Please update the lines below by changing every "skillet" to "frying pan" and leaving everything else as it is.

[Excerpt from a dataset]
******************************

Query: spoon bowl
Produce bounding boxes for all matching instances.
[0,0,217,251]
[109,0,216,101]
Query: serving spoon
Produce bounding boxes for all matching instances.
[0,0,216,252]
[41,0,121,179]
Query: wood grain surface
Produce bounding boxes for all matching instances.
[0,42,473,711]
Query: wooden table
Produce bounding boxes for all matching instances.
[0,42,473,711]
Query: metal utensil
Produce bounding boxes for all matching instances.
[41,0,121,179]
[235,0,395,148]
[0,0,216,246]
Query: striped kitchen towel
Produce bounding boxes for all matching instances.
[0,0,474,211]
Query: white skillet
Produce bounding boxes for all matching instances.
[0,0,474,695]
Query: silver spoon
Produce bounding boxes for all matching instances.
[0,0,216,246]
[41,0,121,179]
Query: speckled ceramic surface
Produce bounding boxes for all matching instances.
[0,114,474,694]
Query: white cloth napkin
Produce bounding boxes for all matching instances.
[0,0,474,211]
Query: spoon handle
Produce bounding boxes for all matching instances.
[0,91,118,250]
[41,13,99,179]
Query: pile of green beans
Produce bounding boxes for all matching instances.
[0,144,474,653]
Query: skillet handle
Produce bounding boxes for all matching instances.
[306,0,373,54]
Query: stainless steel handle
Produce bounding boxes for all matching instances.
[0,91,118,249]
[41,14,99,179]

******************************

• _Output_:
Query: spoon bowl
Produce bounding boxes for all matching instances.
[0,0,217,251]
[109,0,216,101]
Query: serving spoon
Produce bounding boxes for all matching instances.
[0,0,216,252]
[41,0,121,179]
Query: wood grain surface
Produce bounding boxes for all matching instances.
[0,42,473,711]
Query: wooden table
Produce bounding boxes for all matching instances.
[0,42,473,711]
Query: metal utensil
Produce bounding boxes for all matching instances.
[41,0,121,179]
[235,0,395,148]
[0,0,216,246]
Query: striped kitchen towel
Produce bounding boxes for all matching instances.
[0,0,474,211]
Query: white frying pan
Produce bounding boxes for all matching instances.
[0,0,474,695]
Query: silver spoon
Produce bounding boxes for all matching instances.
[0,0,216,246]
[41,0,121,179]
Query: speckled ceramic surface
Produce bounding boxes for all matching instances.
[0,114,474,694]
Query: white cloth napkin
Produce bounding boxes for all matching instances.
[0,0,474,211]
Query: spoon handle
Produce bounding boxes for all matching instances.
[0,91,118,250]
[41,13,99,179]
Query: pile of green beans
Produce bounding boxes for all matching instances.
[0,144,474,653]
Query: frying pan handle
Produce bounding boxes for all matching instances.
[306,0,373,54]
Query: stainless steel handle
Produce bounding boxes for all matching instances.
[0,91,118,249]
[41,14,99,179]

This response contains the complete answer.